* Begin Passage provided *

Christian Chiarcos, Maxim Ionov (Goethe Universität Frankfurt): Extraction of tags from Apertium data https://github.com/acoli-repo/acoli-dicts/blob/master/stable/apertium/apertium.ttl

Original set of tags used in the Apertium family of dictionaries: https://github.com/apertium/apertium-trunk

References:

Gracia, J., Villegas, M., Gomez-Perez, A., & Bel, N. (2018). The apertium bilingual dictionaries on the web of data. Semantic Web, 9(2), 231-240.

Donandt, K., & Chiarcos, C. (2019). Translation inference through multi-lingual word embedding similarity. In Proc. of TIAD-2019 Shared Task Translation Inference Across Dictionaries, at 2nd Language Data and Knowledge (LDK) conference. CEUR-WS.


Change log

Last updated by jubosgil on 2020-12-15.

2020-12

  • Change column names in the csv and tsv files (to shorter, cleaner ones)
  • Correct UD tags to uppercase and remove superfluous spaces
  • Add Apertium_POS-UD_tag.tsv
  • Add analysis of the multiple labels for a given Apertium tag. The goal was to detect whether a single tag was used with a different meaning in at least one dictionary pair. See the summary table here.
  • Remove mappings from the tags apertium:mf and apertium:mfn (differences across languages). Now they are only introduced with a lexinfo:gender property but not mapped to lexinfo:masculine or lexinfo:feminine individuals. See the table mentioned above for details.
  • Update Readme.md and POS mapping summary table.
  • Add record of those entries which show multiple tags to compare tags of source entry and target entry, available here. The file multiple_tag_diffs(tags_only).tsv included in the same folder is another version of that table with only tag lists and removing duplicate rows.

* End Passage provided *

--- Objective 1 ---
Retype everything in the Apertium tag page from "Donandt, K., &" down to "shorter, cleaner ones)".
--- Objective 2 ---
Answer these questions about the Apertium tag page:
(a) Who last updated it, and on what date?
(b) In which journal did the 2018 paper by Gracia, Villegas, Gomez-Perez and Bel appear?
(c) Which two Apertium tags had their mappings removed?
--- Objective 3 ---
Condense the entry in the Apertium tag page that begins "Remove mappings from the tags apertium:mf" into a single shorter sentence that keeps its main facts.
The lines that follow have no connection to the Apertium tag page.

* Begin Data lines *

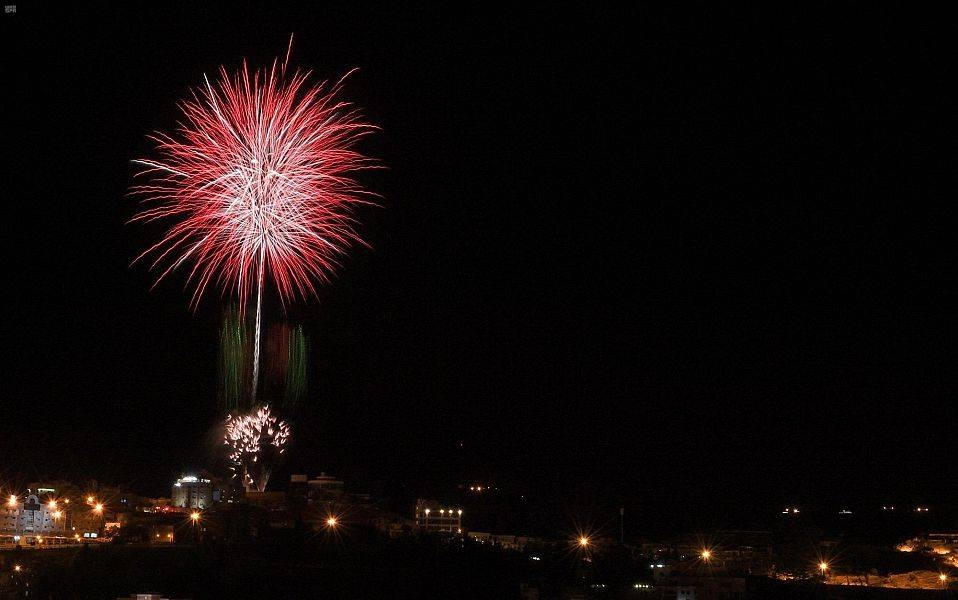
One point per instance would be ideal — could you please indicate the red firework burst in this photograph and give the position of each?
(256, 184)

* End Data lines *

--- Exercise solution 1 ---
Donandt, K., & Chiarcos, C. (2019). Translation inference through multi-lingual word embedding similarity. In Proc. of TIAD-2019 Shared Task Translation Inference Across Dictionaries, at 2nd Language Data and Knowledge (LDK) conference. CEUR-WS.


Change log

Last updated by jubosgil on 2020-12-15.

2020-12

  • Change column names in the csv and tsv files (to shorter, cleaner ones)

--- Exercise solution 2 ---
(a) jubosgil, on 2020-12-15.
(b) Semantic Web.
(c) apertium:mf and apertium:mfn.

--- Exercise solution 3 ---
The mappings for apertium:mf and apertium:mfn were removed because of differences across languages, so these tags now carry only a lexinfo:gender property and are not mapped to lexinfo:masculine or lexinfo:feminine.